_Prompt:_ Copy out, word for word, the lines of the entries from the one containing "Where on the screen is the mattress?" through the one containing "[97, 195, 104, 214]", including both of those lines.
Start of Material to process
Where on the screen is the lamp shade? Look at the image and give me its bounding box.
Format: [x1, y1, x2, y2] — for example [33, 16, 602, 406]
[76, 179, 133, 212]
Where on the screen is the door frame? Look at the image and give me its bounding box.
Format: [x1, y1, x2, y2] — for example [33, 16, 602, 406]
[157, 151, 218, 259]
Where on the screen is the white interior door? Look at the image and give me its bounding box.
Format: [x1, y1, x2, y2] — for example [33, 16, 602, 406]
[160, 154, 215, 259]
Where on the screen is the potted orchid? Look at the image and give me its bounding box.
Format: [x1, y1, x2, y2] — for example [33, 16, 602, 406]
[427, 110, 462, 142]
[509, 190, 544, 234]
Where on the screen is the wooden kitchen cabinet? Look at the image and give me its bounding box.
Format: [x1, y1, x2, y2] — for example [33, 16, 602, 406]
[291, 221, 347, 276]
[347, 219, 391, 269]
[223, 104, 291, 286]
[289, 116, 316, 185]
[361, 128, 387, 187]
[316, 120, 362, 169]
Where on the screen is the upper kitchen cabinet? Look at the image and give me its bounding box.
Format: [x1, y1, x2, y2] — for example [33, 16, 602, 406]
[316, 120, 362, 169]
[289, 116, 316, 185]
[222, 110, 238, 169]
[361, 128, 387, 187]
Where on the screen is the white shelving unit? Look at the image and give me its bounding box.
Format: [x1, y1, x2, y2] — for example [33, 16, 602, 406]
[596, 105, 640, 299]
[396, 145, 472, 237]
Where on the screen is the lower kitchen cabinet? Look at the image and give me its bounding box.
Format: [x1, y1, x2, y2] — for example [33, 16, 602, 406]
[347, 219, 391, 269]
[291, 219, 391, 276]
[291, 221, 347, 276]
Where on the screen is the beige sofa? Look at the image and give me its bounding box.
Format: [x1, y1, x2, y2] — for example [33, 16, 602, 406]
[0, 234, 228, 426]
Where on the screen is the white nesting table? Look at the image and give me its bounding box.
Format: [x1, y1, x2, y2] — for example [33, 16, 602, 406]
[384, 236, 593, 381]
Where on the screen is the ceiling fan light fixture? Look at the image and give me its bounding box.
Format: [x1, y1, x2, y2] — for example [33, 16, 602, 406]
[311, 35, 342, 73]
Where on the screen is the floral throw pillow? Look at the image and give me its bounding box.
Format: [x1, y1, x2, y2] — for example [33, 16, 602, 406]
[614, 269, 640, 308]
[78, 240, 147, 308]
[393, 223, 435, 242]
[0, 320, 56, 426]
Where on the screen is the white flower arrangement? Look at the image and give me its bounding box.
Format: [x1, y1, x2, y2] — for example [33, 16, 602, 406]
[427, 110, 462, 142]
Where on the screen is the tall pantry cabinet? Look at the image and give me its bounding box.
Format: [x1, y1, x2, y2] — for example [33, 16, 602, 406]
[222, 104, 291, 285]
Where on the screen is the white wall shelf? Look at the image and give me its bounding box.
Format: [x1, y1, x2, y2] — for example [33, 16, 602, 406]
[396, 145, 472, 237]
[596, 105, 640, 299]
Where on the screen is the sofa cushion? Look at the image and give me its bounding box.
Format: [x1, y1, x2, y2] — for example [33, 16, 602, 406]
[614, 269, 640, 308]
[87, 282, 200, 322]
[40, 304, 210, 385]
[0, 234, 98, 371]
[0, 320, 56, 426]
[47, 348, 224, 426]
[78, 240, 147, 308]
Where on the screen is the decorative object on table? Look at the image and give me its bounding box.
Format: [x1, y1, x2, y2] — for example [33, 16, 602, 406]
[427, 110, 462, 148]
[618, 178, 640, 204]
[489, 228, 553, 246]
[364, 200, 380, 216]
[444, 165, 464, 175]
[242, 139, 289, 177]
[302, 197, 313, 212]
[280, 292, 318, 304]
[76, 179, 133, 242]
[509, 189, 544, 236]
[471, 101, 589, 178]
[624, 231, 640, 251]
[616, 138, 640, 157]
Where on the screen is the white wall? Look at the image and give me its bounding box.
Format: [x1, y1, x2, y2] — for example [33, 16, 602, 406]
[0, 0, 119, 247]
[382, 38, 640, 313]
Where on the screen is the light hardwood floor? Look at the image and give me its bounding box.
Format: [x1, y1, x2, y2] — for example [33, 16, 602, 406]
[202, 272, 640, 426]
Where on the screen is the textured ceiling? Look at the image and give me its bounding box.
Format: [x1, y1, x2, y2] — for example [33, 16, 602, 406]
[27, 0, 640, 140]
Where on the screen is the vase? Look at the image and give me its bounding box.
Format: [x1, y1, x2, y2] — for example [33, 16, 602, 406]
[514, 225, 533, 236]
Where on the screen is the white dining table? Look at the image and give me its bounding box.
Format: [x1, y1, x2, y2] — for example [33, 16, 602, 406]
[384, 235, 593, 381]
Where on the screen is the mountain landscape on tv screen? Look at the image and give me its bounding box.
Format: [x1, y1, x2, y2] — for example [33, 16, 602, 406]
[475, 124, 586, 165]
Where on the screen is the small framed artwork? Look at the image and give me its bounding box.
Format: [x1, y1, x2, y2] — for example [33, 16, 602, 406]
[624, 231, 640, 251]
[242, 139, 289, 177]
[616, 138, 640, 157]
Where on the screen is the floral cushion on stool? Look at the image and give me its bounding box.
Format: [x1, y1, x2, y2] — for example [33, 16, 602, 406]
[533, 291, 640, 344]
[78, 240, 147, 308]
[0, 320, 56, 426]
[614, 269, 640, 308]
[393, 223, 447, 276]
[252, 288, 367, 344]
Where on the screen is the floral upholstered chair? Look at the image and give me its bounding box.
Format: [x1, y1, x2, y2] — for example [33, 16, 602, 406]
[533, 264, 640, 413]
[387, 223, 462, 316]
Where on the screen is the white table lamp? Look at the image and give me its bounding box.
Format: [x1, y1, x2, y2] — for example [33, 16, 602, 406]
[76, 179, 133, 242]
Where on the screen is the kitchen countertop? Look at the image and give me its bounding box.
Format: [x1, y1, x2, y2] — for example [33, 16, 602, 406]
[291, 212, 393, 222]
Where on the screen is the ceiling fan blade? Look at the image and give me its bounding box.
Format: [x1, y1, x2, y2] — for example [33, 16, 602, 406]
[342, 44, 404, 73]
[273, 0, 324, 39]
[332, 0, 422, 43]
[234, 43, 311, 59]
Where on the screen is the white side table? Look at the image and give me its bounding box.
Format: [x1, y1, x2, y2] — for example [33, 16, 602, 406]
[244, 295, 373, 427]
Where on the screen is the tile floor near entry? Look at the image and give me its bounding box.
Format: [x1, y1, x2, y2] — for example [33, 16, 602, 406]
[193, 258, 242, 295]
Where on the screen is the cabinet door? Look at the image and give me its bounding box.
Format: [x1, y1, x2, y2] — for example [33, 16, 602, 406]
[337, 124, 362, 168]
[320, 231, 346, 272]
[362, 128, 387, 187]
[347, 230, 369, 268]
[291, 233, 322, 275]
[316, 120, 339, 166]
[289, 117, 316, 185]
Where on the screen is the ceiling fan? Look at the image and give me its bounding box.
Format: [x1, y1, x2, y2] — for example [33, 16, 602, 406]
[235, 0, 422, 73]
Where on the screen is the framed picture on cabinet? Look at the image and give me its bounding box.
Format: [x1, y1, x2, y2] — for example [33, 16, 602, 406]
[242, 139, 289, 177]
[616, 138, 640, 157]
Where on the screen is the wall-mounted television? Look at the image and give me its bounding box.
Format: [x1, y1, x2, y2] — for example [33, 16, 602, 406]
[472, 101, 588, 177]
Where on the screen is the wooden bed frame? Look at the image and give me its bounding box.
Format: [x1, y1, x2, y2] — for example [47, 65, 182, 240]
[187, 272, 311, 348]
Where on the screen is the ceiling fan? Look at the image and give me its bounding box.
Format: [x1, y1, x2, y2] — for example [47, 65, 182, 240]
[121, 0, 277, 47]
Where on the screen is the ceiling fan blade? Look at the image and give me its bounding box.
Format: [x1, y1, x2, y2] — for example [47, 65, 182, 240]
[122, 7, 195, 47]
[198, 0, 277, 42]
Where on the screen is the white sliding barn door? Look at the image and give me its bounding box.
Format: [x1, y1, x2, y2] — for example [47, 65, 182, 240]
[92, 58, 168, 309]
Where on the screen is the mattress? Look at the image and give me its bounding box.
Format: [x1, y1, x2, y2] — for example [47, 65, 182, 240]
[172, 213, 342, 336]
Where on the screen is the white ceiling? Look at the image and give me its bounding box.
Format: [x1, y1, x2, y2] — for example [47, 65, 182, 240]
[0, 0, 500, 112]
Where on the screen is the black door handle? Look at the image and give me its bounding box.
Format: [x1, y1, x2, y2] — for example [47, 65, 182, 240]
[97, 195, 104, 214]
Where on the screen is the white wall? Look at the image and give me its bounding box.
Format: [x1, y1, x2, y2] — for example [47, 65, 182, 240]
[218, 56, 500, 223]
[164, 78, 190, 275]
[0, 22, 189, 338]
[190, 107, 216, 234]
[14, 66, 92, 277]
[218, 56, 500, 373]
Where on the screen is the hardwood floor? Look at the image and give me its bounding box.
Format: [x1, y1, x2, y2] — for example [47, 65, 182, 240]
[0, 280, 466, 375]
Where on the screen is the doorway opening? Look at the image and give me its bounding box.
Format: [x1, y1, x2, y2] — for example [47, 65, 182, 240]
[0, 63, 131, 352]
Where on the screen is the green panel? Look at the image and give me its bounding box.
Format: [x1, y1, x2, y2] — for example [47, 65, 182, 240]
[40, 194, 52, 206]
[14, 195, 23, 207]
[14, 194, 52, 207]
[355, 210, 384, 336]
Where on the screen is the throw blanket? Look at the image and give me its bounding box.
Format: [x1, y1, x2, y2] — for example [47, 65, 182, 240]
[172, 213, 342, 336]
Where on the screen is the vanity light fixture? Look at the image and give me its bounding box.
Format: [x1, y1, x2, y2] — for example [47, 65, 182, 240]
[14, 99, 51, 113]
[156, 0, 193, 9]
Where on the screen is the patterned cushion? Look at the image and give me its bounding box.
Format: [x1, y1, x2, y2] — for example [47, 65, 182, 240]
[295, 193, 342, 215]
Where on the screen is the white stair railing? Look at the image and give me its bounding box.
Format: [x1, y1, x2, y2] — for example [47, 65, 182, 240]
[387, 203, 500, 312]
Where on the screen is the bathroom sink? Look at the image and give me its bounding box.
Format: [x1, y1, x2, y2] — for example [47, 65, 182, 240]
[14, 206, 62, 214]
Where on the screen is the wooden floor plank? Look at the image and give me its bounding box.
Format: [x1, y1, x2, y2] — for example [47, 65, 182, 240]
End of Material to process
_Result for this exercise:_
Where on the screen is the mattress? Look at the image and give me its bounding box.
Format: [x1, y1, x2, y2] — for example [47, 65, 182, 240]
[172, 213, 342, 336]
Where on the screen is the white ceiling? Look at the image and give me its bounding box.
Format: [x1, y1, x2, y2] — for example [47, 65, 182, 240]
[0, 0, 500, 112]
Where on the screen is the black door handle? Look at the image and give me its bounding box.
Format: [x1, y1, x2, y2] — for example [47, 65, 182, 240]
[97, 195, 104, 214]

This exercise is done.